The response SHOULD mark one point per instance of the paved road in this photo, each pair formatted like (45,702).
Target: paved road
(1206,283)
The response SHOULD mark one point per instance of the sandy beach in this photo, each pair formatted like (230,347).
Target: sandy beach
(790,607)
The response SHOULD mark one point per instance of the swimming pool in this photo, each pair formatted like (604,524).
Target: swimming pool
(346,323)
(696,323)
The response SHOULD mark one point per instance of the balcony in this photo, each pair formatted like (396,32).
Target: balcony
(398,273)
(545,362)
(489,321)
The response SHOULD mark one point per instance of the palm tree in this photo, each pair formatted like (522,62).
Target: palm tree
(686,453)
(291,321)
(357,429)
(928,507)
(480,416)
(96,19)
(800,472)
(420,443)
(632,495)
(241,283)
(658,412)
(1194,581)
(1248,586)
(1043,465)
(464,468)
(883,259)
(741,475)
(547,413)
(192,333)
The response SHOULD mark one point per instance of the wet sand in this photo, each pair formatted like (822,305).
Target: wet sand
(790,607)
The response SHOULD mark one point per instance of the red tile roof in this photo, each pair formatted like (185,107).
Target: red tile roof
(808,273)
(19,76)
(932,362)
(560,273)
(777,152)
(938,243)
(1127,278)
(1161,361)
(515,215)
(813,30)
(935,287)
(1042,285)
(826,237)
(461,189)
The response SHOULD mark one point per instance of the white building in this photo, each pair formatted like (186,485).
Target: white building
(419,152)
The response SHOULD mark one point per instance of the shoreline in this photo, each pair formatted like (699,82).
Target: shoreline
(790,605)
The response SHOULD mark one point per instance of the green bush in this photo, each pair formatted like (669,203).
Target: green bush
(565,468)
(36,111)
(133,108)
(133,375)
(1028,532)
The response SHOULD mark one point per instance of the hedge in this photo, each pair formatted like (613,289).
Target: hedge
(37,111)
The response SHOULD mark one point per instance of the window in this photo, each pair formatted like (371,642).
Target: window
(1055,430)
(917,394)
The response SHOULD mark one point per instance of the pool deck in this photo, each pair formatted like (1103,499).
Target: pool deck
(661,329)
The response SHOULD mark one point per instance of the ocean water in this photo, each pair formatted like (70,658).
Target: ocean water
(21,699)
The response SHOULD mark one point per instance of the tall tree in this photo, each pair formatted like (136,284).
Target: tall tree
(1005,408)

**Brief:**
Rewrite all the material above, switching each "instance" to "occurrence" and leaving everything else unchanged.

**Finished exercise:**
The response SHOULD mark one point per occurrence of the paved road in this photo, each pair formatted like (45,702).
Target: paved road
(1206,283)
The response SHOULD mark one point per occurrence of the sandy beach in this photo, each pair formatted like (230,347).
Target: sandy beach
(790,607)
The response SHOULD mark one point per occurrence of the swimming pool in this photo, each pair formatted like (604,524).
Target: swimming pool
(346,323)
(696,323)
The response SHOULD mark one point per occurrence of the balcony in this photo, each pair formatted like (396,32).
Target: balcony
(398,273)
(545,362)
(489,321)
The response SHOULD mark one point per occurrence of the palm tree in this photo, each pair formatted like (522,62).
Target: palm tree
(686,453)
(291,321)
(357,429)
(928,507)
(480,416)
(96,19)
(800,472)
(420,443)
(632,495)
(241,283)
(658,412)
(1194,581)
(1248,586)
(1043,465)
(464,468)
(883,259)
(741,475)
(547,413)
(192,333)
The response SHOULD mark one point per occurrence of the wet sand in this photo, each pair formatted like (822,305).
Target: wet sand
(790,607)
The response SHOULD mark one point per occurrence of the red tile roof in this photo, each pair formatted like (185,107).
Target: red tile roof
(808,273)
(19,76)
(932,362)
(560,273)
(777,152)
(938,243)
(1127,278)
(1161,361)
(515,215)
(813,30)
(935,287)
(1042,285)
(826,237)
(461,189)
The response SHOULD mark one point per occurrence of the white building in this photo, each pair formatted like (186,485).
Target: white building
(419,152)
The response SHOULD mark one point per occurrence of the shoreline in this photo, each pair formatted like (699,82).
Target: shoreline
(790,605)
The response SHOULD mark one point per occurrence of the green bush in this photo, each pair formatted like (669,203).
Target: green bush
(565,468)
(36,111)
(133,108)
(133,375)
(1028,532)
The response SHOULD mark one point per occurrence of the hedge in this photo, each pair formatted like (613,289).
Target: hedge
(37,111)
The response SHOULD mark one point per occurrence of the window in this photo, each pair formatted like (371,642).
Target: window
(1055,430)
(917,394)
The response SHOULD mark one point per occurrence of the pool deck in this photo, each pair formatted like (1103,499).
Target: pool deck
(661,329)
The response SHOULD mark one point per occurrence of the ocean water in this photo, each pair formatted like (70,658).
Target: ocean water
(21,699)
The response SHOULD mark one point per occurrence of the tall tree in this photo, each pair formatted like (136,284).
Target: tall tree
(1005,408)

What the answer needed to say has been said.